--- LISTED ENTRIES ---
=====
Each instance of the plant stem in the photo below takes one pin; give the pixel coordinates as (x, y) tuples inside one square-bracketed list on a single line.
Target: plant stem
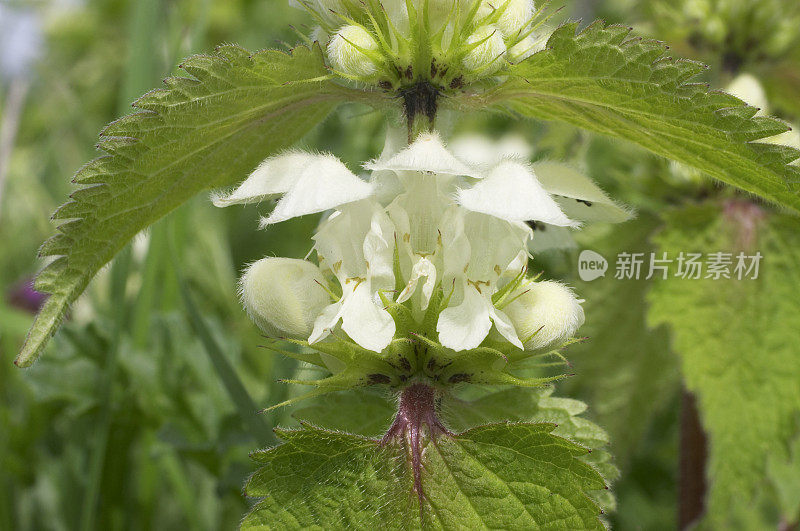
[(9, 126), (248, 411), (416, 413), (693, 454)]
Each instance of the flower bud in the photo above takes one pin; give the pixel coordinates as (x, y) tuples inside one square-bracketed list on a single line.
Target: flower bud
[(485, 58), (346, 51), (545, 315), (284, 296), (527, 47)]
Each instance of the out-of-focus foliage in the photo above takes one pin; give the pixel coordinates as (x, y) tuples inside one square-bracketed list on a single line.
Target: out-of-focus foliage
[(737, 344)]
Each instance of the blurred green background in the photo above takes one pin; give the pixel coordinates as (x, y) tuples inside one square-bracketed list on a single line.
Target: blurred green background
[(142, 413)]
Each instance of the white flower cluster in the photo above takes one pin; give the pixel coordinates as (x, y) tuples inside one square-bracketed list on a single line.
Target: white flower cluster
[(425, 226), (479, 34)]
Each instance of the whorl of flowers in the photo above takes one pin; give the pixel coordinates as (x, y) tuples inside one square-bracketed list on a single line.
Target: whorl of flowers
[(429, 249), (397, 43)]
=====
--- TASK BRIEF ---
Reproduce each of the records above word for word, omitting the pictures.

--- EXERCISE OUTPUT ---
Each instance of the plant stem in the photo below takes one pin; give the pixel coordinates as (x, y) tuples inside one square-bracketed list on a single line.
Target: plant stem
[(9, 126), (248, 411), (416, 413), (693, 454)]
Each instance of the flower bud in the photo above takes one pin; give the pixel coordinates as (x, y) tuples inside one square-bracketed list on a single line.
Target: flower bud
[(485, 58), (346, 51), (545, 315), (284, 296), (527, 47)]
Each instance of the out-of-focus foliage in the photo above takes one pin; give the pixel coordinates as (x, y) tuples inside one square-bracketed list on a single line.
Target: out-of-focus foliage
[(737, 344)]
Each instance of the blurred green background in the photo above takes one pin; give the pixel coordinates as (x, y) tuples inside one square-bracketed list on a single line.
Target: blurred green background
[(142, 413)]
Each instance of the white flower cluster in the photo above takes one pin; give the pixel coordinates as (x, y) tuples inside one square-bracketed list on a single line.
Target: white flower cluster
[(425, 226), (479, 34)]
Each instance of the whorl of flowers in the photo above takes one pin; give the pixel coordinates as (x, y) tuples inside one square-bracketed list on a single line.
Target: whorl of flowers
[(429, 249), (397, 43)]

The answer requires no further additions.